**STATED EXERCISE:** Reproduce verbatim every line from the one that includes "Task: indicate the dark rocky" to the closing line of the entries; omit everything before it.

(Dataset excerpts on object pointing)
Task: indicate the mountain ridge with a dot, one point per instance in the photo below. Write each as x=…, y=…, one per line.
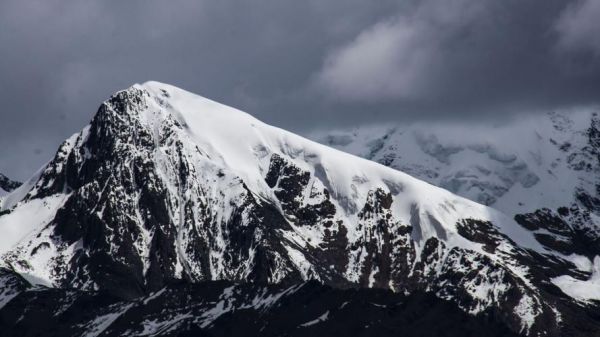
x=165, y=185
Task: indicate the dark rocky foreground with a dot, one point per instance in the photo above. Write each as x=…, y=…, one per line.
x=226, y=309
x=143, y=217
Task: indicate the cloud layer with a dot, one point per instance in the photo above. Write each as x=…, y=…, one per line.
x=296, y=64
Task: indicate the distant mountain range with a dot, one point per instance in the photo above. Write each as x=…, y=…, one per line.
x=167, y=196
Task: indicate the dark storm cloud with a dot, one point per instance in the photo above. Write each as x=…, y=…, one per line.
x=295, y=64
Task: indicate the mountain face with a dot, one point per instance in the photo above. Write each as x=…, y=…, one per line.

**TASK OUTPUT:**
Task: indicate the dark rocky foreground with a dot, one point per instance in the photo above. Write each as x=…, y=…, one per line.
x=226, y=309
x=143, y=217
Task: indicate the cloud layer with a dot, one point per instance in the photo above. Write each as x=…, y=…, one per line.
x=296, y=64
Task: indicate the distant mountain range with a dot, one point per instance in the photo above. Write each as x=…, y=…, one per line.
x=167, y=196
Task: indicate the dark storm cloud with a dot, one point per instance in the photo above. Write each as x=…, y=…, one per line.
x=295, y=64
Task: indicate the mountain face with a dot, one point per instance in the photo above. Write each as x=…, y=…, one per line.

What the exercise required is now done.